**Data section**
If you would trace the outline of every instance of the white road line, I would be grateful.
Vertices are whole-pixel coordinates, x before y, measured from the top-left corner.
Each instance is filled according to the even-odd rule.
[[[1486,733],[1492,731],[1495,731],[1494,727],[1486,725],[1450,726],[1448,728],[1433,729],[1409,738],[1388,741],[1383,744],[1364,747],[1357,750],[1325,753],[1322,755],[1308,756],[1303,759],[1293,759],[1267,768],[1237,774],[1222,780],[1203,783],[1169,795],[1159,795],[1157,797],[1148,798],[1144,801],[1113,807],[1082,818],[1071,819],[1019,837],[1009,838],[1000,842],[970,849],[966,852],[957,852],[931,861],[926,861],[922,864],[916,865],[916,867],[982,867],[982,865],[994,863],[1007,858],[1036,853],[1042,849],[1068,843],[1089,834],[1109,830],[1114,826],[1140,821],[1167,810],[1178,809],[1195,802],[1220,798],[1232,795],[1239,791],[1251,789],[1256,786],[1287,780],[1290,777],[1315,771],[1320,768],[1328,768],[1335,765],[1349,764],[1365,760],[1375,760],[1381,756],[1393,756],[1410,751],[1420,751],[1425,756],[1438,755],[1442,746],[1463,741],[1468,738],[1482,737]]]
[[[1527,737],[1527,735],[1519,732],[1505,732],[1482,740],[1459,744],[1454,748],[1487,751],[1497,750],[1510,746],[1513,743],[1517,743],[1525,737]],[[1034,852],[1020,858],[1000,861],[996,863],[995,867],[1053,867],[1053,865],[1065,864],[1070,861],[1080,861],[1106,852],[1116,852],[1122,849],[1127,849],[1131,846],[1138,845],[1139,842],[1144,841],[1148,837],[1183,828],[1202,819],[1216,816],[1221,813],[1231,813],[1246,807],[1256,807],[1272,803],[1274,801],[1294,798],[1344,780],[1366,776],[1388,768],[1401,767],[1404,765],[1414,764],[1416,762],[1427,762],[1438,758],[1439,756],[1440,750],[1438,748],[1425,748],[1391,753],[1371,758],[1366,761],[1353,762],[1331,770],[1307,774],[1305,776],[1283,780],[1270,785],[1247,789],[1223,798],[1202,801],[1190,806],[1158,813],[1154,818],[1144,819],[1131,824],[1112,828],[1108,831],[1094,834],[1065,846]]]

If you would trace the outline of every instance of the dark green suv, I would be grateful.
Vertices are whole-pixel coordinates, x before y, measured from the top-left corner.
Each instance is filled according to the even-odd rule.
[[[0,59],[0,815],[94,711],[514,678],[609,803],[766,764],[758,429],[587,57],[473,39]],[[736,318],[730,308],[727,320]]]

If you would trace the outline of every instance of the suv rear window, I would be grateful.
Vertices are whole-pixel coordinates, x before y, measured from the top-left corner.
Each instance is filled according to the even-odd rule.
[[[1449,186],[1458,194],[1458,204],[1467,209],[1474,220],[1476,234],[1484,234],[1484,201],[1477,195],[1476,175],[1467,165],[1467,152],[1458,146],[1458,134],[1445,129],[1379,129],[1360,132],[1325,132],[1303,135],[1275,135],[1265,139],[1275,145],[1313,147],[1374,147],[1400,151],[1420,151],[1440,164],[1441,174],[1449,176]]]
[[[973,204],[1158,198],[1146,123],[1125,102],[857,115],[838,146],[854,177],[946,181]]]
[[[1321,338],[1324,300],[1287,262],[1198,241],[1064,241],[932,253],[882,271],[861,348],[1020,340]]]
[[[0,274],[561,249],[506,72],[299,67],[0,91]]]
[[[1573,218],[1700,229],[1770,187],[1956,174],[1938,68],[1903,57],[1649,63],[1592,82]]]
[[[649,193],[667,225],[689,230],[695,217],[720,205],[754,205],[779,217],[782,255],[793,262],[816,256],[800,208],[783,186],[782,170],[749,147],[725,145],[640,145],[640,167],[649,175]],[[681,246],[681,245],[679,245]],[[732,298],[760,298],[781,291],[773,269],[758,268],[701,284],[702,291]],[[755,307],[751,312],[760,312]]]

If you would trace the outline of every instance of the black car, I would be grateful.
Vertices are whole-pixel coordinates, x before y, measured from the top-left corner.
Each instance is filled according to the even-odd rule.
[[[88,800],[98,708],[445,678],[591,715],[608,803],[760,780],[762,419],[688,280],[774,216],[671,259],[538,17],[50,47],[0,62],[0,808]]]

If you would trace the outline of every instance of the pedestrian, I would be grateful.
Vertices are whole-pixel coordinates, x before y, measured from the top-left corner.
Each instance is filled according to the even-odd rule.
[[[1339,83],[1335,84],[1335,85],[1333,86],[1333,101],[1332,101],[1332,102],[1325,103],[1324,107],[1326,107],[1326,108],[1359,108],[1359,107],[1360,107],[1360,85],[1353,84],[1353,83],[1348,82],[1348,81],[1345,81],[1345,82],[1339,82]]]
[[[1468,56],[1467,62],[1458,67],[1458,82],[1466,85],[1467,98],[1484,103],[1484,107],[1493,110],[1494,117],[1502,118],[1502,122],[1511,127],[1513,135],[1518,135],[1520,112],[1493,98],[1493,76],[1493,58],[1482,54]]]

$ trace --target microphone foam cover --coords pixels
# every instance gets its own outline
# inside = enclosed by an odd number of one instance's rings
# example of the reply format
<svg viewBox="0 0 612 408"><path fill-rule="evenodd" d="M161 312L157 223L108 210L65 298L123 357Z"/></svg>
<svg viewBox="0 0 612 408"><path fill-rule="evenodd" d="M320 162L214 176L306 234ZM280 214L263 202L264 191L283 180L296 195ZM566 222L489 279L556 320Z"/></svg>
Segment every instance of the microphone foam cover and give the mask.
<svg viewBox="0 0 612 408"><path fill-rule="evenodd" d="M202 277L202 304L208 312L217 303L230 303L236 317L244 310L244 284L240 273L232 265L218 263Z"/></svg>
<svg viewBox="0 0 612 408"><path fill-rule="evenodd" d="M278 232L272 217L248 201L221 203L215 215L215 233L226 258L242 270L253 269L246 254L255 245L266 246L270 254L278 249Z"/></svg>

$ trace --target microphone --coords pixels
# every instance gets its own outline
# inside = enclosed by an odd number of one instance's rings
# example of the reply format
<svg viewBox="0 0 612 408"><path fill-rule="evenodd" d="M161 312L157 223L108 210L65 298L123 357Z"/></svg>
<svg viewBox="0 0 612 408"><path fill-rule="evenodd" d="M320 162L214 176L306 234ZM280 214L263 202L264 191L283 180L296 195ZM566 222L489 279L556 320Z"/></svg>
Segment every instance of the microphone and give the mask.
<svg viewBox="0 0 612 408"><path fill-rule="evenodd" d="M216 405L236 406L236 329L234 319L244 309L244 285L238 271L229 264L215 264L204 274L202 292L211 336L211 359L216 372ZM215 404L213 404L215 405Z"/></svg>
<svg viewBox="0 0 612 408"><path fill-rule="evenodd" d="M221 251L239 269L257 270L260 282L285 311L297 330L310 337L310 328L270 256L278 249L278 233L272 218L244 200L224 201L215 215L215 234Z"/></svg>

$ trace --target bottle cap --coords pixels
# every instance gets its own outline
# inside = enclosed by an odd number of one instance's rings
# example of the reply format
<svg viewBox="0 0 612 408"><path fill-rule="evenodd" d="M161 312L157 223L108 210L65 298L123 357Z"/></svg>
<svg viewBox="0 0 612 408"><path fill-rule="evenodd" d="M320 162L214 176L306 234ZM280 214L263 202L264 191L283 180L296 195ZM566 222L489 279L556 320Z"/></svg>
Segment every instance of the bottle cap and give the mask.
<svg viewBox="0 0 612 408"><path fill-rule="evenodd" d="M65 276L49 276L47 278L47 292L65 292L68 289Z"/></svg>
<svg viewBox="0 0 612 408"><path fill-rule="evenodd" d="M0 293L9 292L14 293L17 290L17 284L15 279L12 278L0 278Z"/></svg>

**Instructions to follow**
Your task is to reproduce the full listing exactly.

**Exercise solution**
If you would trace the outline of every instance of the white road line, I would be grateful.
Vertices are whole-pixel coordinates, x before y, measured from the top-left corner.
Each instance is filled according to the even-odd rule.
[[[1486,733],[1492,731],[1495,731],[1494,727],[1486,725],[1450,726],[1448,728],[1433,729],[1409,738],[1388,741],[1383,744],[1364,747],[1357,750],[1325,753],[1322,755],[1308,756],[1303,759],[1293,759],[1267,768],[1237,774],[1222,780],[1203,783],[1169,795],[1159,795],[1157,797],[1148,798],[1144,801],[1113,807],[1082,818],[1071,819],[1019,837],[1009,838],[1000,842],[970,849],[966,852],[957,852],[931,861],[926,861],[922,864],[916,865],[916,867],[982,867],[982,865],[994,863],[1007,858],[1036,853],[1042,849],[1068,843],[1089,834],[1109,830],[1114,826],[1140,821],[1167,810],[1178,809],[1195,802],[1220,798],[1232,795],[1239,791],[1251,789],[1256,786],[1287,780],[1290,777],[1315,771],[1320,768],[1328,768],[1335,765],[1349,764],[1365,760],[1375,760],[1381,756],[1393,756],[1410,751],[1420,751],[1425,756],[1438,755],[1442,746],[1463,741],[1468,738],[1482,737]]]
[[[1527,737],[1527,735],[1519,732],[1505,732],[1482,740],[1459,744],[1454,748],[1487,751],[1497,750],[1510,746],[1513,743],[1517,743],[1525,737]],[[1034,852],[1020,858],[1000,861],[996,863],[995,867],[1053,867],[1053,865],[1065,864],[1070,861],[1080,861],[1106,852],[1116,852],[1122,849],[1127,849],[1131,846],[1138,845],[1139,842],[1144,841],[1148,837],[1183,828],[1202,819],[1216,816],[1221,813],[1231,813],[1246,807],[1256,807],[1272,803],[1274,801],[1294,798],[1344,780],[1366,776],[1388,768],[1401,767],[1404,765],[1414,764],[1416,762],[1427,762],[1438,758],[1439,756],[1440,750],[1438,748],[1425,748],[1391,753],[1371,758],[1366,761],[1353,762],[1331,770],[1307,774],[1305,776],[1283,780],[1270,785],[1247,789],[1223,798],[1202,801],[1190,806],[1158,813],[1154,818],[1144,819],[1131,824],[1112,828],[1108,831],[1094,834],[1065,846]]]

If you would trace the outline of every instance of the dark green suv, I would be grateful.
Vertices are whole-pixel coordinates, x before y, measured from the top-left corner.
Each instance is filled according to the even-odd rule.
[[[0,59],[0,815],[94,711],[514,678],[609,803],[766,764],[758,429],[587,57],[473,39]],[[736,318],[730,308],[727,320]]]

If you would trace the outline of every instance of the suv rear window, I would be grateful.
Vertices are whole-pixel coordinates, x before y, measured from the top-left corner.
Each instance is filled according to the even-odd rule.
[[[1449,186],[1458,194],[1458,204],[1467,209],[1474,220],[1476,234],[1484,234],[1484,201],[1477,195],[1476,175],[1467,165],[1467,152],[1458,146],[1458,134],[1445,129],[1379,129],[1360,132],[1325,132],[1303,135],[1275,135],[1265,139],[1275,145],[1313,147],[1374,147],[1400,151],[1420,151],[1440,164],[1441,174],[1449,176]]]
[[[973,204],[1158,198],[1146,123],[1125,102],[857,115],[838,146],[854,177],[946,181]]]
[[[1321,338],[1324,300],[1287,262],[1198,241],[1064,241],[932,253],[882,271],[861,348],[1020,340]]]
[[[0,274],[561,249],[506,72],[299,67],[0,91]]]
[[[1573,218],[1700,229],[1770,187],[1956,174],[1938,68],[1903,57],[1649,63],[1592,82]]]
[[[649,193],[667,225],[689,230],[695,217],[720,205],[754,205],[779,217],[782,255],[793,262],[816,256],[800,208],[783,186],[782,170],[749,147],[725,145],[640,145],[640,167],[649,175]],[[681,246],[681,245],[679,245]],[[732,298],[760,298],[781,291],[773,269],[758,268],[701,284],[702,291]],[[755,307],[751,312],[760,312]]]

If you would trace the outline of every instance of the black car, I would be grateful.
Vertices are whole-pixel coordinates, x before y, measured from the top-left corner.
Each instance is filled according to the even-odd rule.
[[[88,800],[98,708],[445,678],[591,715],[608,803],[760,780],[762,419],[688,280],[774,216],[671,259],[538,17],[50,47],[0,62],[0,808]]]

If you would trace the outline of every instance of the pedestrian, I would be grateful.
Vertices are whole-pixel coordinates, x before y, measured from the top-left corner.
Each instance is filled according to the even-odd rule.
[[[1339,83],[1335,84],[1335,85],[1333,86],[1333,101],[1332,101],[1332,102],[1325,103],[1324,107],[1326,107],[1326,108],[1359,108],[1359,107],[1360,107],[1360,85],[1353,84],[1353,83],[1348,82],[1348,81],[1345,81],[1345,82],[1339,82]]]
[[[1468,56],[1467,62],[1458,67],[1458,82],[1466,85],[1467,98],[1484,103],[1484,107],[1493,110],[1494,117],[1502,118],[1502,122],[1511,127],[1513,135],[1518,135],[1520,112],[1493,98],[1493,76],[1493,58],[1482,54]]]

$ trace --target microphone foam cover --coords pixels
# every instance gets its own outline
# inside = enclosed by an odd number of one instance's rings
# example of the reply format
<svg viewBox="0 0 612 408"><path fill-rule="evenodd" d="M161 312L157 223L108 210L65 298L123 357Z"/></svg>
<svg viewBox="0 0 612 408"><path fill-rule="evenodd" d="M320 162L214 176L306 234ZM280 214L263 202L264 191L283 180L296 195ZM566 222L489 279L556 320Z"/></svg>
Segment every instance of the microphone foam cover and give the mask.
<svg viewBox="0 0 612 408"><path fill-rule="evenodd" d="M202 277L202 304L208 312L217 303L230 303L236 317L244 310L244 284L240 273L232 265L218 263Z"/></svg>
<svg viewBox="0 0 612 408"><path fill-rule="evenodd" d="M278 232L272 217L248 201L221 203L215 215L215 233L226 258L242 270L253 269L246 254L255 245L266 246L270 254L278 249Z"/></svg>

$ trace --target microphone --coords pixels
# every instance gets its own outline
# inside = enclosed by an odd number of one instance's rings
# example of the reply format
<svg viewBox="0 0 612 408"><path fill-rule="evenodd" d="M161 312L157 223L108 210L65 298L123 357Z"/></svg>
<svg viewBox="0 0 612 408"><path fill-rule="evenodd" d="M320 162L214 176L306 234ZM280 214L263 202L264 191L283 180L296 195ZM566 222L489 279L556 320Z"/></svg>
Segment every instance of the microphone and give the mask.
<svg viewBox="0 0 612 408"><path fill-rule="evenodd" d="M216 405L236 406L236 329L234 319L244 309L244 285L238 271L229 264L215 264L204 274L202 292L211 336L211 359L216 372ZM215 404L213 404L215 405Z"/></svg>
<svg viewBox="0 0 612 408"><path fill-rule="evenodd" d="M221 251L239 269L257 270L260 282L285 311L297 330L310 337L310 328L270 256L278 249L278 233L272 218L244 200L224 201L215 215L215 234Z"/></svg>

$ trace --target bottle cap --coords pixels
# every instance gets its own outline
# inside = enclosed by an odd number of one instance's rings
# example of the reply format
<svg viewBox="0 0 612 408"><path fill-rule="evenodd" d="M161 312L157 223L108 210L65 298L123 357Z"/></svg>
<svg viewBox="0 0 612 408"><path fill-rule="evenodd" d="M320 162L214 176L306 234ZM280 214L263 202L264 191L283 180L296 195ZM566 222L489 279L556 320Z"/></svg>
Segment every instance of the bottle cap and give the mask.
<svg viewBox="0 0 612 408"><path fill-rule="evenodd" d="M65 276L49 276L47 278L47 292L65 292L68 289Z"/></svg>
<svg viewBox="0 0 612 408"><path fill-rule="evenodd" d="M0 293L9 292L14 293L17 290L17 284L15 279L12 278L0 278Z"/></svg>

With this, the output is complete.